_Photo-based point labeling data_
□ □ □ □ □
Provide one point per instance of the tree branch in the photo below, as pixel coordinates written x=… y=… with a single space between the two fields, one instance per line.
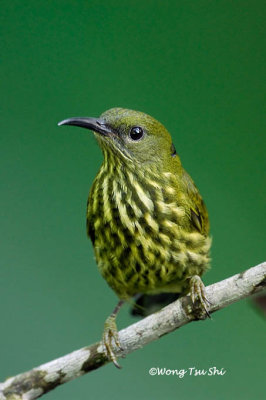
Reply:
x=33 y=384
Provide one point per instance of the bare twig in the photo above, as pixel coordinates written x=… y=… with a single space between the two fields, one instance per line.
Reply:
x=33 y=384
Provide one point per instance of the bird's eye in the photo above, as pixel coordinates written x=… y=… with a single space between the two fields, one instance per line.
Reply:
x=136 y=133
□ □ □ □ □
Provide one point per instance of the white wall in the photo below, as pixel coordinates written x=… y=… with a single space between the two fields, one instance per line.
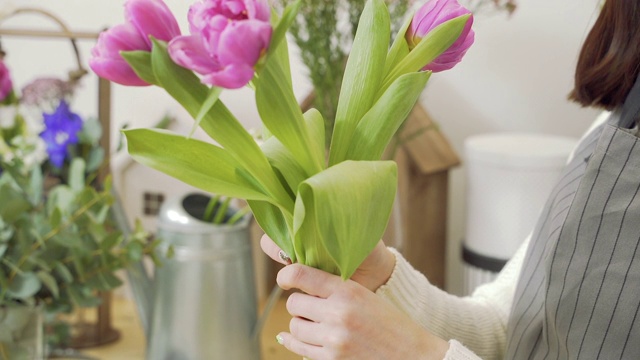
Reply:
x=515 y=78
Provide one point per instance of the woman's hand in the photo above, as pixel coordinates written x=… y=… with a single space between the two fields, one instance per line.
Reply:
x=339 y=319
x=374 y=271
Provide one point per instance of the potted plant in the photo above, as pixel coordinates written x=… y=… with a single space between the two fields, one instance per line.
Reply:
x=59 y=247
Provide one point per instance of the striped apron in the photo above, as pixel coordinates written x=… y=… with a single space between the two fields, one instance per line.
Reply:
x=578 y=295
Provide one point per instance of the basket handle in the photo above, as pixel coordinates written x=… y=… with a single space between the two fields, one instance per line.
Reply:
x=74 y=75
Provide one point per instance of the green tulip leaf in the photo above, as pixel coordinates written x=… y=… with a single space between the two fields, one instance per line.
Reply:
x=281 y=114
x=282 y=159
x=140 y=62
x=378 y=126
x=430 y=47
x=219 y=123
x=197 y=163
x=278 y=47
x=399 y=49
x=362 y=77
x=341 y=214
□ □ □ □ □
_What you need to do_
Reproduce verbatim the lines from the one with "Provide one point per instance of the tree" to the one with "x=136 y=133", including both of those lines, and omit the picture.

_Answer to this exercise_
Provide one point per instance of the tree branch in the photo below, as pixel coordinates written x=… y=… with a single space between the two fields, one instance per line.
Reply:
x=33 y=384
Provide one point per instance of the bare twig in the photo above, as pixel coordinates written x=… y=… with a single space between the two fields, one instance per line.
Reply:
x=33 y=384
Provide one point per instance of the bird's eye in the photo above, as pixel coordinates written x=… y=… with a single space between the two fields, one instance per line.
Reply:
x=136 y=133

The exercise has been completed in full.